**Exercise 1**
Quote a passage from the article on llama-swap_homelab, beginning at the words "Running 20+ Large" and stopping after "in resource-constrained environments.".
**Exercise 2**
Render this sentence from the article on llama-swap_homelab in Spanish: "The llama-swap_homelab project achieves hot-swapping of over 20 model variants through the llama-swap orchestrator combined with fine-grained VRAM management strategies."

Running 20+ Large Models on a Single 24GB VRAM Card: The Ultimate Optimization Practice of llama-swap_homelab

The llama-swap_homelab project, open-sourced by GitHub user blockfeed, enables hot-swapping of over 20 large models on an AMD RX 7900 XTX with 24GB VRAM. This solution addresses the problem of repeated loading and unloading in multi-model deployment on consumer-grade hardware through key technologies like the llama-swap orchestrator, KV cache quantization, MTP speculative decoding, and dynamic VRAM management, providing a replicable deployment paradigm for AI applications in resource-constrained environments.

For individual developers and researchers, deploying multiple large language models (LLMs) on a single consumer-grade GPU poses challenges: Take the AMD RX 7900 XTX with 24GB VRAM as an example—it can hold a single 70B quantized model, but switching between multiple scenarios (conversation, code, reasoning, etc.) requires repeated loading and unloading, which is time-consuming and poor in experience. The llama-swap_homelab project achieves hot-swapping of over 20 model variants through the llama-swap orchestrator combined with fine-grained VRAM management strategies.

**Data extracts**
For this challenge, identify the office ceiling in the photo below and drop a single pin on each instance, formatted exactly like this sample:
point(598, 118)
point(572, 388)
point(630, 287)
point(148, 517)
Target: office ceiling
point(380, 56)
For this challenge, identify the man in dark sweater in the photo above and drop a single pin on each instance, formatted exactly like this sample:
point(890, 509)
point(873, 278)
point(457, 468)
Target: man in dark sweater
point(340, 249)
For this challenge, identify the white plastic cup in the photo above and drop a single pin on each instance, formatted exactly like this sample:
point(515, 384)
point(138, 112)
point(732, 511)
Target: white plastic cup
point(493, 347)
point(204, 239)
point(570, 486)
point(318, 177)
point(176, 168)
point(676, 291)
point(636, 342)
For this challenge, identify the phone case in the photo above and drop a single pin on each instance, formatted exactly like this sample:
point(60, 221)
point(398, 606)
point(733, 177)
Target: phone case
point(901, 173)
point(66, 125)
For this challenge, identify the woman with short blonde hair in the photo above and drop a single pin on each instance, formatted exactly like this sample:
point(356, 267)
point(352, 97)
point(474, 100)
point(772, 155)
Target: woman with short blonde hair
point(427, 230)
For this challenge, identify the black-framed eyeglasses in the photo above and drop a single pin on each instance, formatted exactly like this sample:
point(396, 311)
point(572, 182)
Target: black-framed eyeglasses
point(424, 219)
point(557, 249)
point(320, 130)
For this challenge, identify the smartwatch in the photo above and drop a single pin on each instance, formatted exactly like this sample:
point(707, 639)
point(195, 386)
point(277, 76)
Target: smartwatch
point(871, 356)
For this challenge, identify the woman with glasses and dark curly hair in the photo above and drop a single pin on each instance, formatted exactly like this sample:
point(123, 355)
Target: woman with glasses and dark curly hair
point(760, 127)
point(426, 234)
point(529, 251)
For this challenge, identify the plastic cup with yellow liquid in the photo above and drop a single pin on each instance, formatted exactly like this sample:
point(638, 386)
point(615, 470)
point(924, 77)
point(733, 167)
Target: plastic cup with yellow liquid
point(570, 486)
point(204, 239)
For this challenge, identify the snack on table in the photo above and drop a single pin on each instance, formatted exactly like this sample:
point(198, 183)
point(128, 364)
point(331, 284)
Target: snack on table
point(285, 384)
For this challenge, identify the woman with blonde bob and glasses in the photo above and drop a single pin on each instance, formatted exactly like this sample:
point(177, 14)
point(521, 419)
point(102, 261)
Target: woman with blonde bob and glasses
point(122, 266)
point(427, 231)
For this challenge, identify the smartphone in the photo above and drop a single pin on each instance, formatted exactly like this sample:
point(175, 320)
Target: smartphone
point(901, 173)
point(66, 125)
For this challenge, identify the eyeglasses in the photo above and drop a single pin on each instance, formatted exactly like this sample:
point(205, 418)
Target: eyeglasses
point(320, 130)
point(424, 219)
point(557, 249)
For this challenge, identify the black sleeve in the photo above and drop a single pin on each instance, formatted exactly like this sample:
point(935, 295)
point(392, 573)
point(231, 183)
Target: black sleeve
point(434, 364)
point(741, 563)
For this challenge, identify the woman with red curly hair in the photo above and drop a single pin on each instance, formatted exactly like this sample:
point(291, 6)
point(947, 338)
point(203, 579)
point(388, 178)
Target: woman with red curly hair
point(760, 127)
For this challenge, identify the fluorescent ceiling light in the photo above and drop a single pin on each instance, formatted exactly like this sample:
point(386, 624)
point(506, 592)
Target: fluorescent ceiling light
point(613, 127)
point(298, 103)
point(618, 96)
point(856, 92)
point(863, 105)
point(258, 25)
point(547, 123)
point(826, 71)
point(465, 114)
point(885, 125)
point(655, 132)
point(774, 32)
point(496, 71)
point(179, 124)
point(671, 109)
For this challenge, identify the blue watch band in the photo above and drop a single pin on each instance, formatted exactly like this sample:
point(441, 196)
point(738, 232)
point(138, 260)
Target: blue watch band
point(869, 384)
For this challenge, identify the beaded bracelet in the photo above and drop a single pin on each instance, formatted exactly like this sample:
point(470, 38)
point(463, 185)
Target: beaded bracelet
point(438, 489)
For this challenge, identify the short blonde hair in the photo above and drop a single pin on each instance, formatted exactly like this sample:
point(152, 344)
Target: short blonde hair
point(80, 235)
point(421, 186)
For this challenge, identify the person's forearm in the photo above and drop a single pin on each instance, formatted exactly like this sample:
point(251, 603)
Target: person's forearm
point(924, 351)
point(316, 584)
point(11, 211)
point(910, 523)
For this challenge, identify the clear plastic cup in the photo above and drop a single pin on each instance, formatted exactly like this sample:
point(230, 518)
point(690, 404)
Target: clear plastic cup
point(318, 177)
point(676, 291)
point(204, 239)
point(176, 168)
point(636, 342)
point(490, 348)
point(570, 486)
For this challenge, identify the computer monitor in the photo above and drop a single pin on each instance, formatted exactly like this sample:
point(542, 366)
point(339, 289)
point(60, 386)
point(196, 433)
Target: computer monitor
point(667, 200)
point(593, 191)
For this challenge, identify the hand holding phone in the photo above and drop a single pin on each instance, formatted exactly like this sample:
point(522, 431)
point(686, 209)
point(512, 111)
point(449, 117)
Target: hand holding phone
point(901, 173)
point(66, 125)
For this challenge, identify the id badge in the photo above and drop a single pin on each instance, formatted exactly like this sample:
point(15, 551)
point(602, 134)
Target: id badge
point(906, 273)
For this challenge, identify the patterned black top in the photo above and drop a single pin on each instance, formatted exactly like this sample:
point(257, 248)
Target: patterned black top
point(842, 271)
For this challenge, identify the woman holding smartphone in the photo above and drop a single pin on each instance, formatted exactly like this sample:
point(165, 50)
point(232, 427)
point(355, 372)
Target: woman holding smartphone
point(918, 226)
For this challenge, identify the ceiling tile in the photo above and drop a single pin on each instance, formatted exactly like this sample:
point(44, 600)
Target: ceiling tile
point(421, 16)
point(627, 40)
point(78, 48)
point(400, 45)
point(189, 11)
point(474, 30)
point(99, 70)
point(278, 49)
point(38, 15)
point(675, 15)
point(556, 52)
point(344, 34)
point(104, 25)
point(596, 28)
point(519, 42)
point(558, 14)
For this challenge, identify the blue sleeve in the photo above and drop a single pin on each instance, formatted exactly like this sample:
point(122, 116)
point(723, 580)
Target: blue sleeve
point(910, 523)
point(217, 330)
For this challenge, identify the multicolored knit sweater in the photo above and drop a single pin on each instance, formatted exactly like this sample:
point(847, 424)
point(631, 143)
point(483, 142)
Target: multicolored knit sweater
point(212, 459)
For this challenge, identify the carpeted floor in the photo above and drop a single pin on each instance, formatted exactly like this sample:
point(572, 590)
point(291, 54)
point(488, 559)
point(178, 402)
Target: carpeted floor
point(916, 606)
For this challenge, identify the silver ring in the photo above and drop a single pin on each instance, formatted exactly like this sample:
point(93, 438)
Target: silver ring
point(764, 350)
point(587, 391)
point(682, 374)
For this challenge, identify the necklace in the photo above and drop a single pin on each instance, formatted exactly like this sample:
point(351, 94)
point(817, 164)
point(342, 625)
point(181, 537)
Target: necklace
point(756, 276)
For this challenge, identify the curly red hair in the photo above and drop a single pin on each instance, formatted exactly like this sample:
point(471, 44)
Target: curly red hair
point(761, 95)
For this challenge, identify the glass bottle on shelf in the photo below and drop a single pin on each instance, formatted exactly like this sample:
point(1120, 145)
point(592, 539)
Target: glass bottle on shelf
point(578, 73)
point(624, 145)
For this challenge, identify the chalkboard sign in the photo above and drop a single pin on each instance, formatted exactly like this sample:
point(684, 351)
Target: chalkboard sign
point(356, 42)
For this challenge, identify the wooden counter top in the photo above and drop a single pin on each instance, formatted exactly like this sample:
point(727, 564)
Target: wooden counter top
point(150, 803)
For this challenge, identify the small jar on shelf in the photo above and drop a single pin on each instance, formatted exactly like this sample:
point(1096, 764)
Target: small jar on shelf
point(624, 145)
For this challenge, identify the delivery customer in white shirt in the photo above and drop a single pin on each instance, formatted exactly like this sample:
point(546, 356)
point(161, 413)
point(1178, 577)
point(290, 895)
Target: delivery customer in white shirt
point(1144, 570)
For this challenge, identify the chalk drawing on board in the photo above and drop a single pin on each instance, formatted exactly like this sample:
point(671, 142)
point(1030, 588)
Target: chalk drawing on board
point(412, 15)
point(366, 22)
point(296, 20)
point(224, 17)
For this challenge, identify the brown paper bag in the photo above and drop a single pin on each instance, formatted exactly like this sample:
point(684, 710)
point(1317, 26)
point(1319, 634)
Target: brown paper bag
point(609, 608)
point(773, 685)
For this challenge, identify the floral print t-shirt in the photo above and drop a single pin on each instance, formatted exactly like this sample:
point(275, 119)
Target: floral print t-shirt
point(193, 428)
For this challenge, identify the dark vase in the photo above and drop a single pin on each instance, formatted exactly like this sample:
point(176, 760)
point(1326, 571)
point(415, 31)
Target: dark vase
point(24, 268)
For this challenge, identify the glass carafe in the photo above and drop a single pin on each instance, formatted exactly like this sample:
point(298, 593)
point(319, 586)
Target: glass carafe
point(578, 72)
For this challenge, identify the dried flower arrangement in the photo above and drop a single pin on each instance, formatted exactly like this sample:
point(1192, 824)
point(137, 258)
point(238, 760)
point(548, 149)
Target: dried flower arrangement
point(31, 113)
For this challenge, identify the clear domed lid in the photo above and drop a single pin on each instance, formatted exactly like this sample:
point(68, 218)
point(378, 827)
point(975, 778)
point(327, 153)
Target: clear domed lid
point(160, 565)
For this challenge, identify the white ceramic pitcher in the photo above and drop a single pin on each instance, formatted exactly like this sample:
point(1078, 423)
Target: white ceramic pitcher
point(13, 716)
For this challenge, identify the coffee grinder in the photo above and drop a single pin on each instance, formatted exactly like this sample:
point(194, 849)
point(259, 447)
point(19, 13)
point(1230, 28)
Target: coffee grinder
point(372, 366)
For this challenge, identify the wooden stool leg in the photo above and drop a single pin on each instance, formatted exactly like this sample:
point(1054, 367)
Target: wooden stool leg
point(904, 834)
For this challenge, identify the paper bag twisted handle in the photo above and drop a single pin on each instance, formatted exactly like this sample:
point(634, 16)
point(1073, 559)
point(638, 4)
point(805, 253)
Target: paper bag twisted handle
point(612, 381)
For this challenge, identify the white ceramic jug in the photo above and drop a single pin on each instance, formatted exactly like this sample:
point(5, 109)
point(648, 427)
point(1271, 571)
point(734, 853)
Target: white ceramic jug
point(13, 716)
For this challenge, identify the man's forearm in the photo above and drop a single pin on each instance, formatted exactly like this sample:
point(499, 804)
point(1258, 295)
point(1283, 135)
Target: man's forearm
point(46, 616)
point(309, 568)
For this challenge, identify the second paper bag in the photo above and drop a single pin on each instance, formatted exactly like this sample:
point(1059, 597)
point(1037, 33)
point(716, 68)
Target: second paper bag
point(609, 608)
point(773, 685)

**Problem solution 1**
Running 20+ Large Models on a Single 24GB VRAM Card: The Ultimate Optimization Practice of llama-swap_homelab

The llama-swap_homelab project, open-sourced by GitHub user blockfeed, enables hot-swapping of over 20 large models on an AMD RX 7900 XTX with 24GB VRAM. This solution addresses the problem of repeated loading and unloading in multi-model deployment on consumer-grade hardware through key technologies like the llama-swap orchestrator, KV cache quantization, MTP speculative decoding, and dynamic VRAM management, providing a replicable deployment paradigm for AI applications in resource-constrained environments.

**Problem solution 2**
El proyecto llama-swap_homelab logra el intercambio en caliente de más de 20 variantes de modelos mediante el orquestador llama-swap, combinado con estrategias de gestión de la VRAM de grano fino.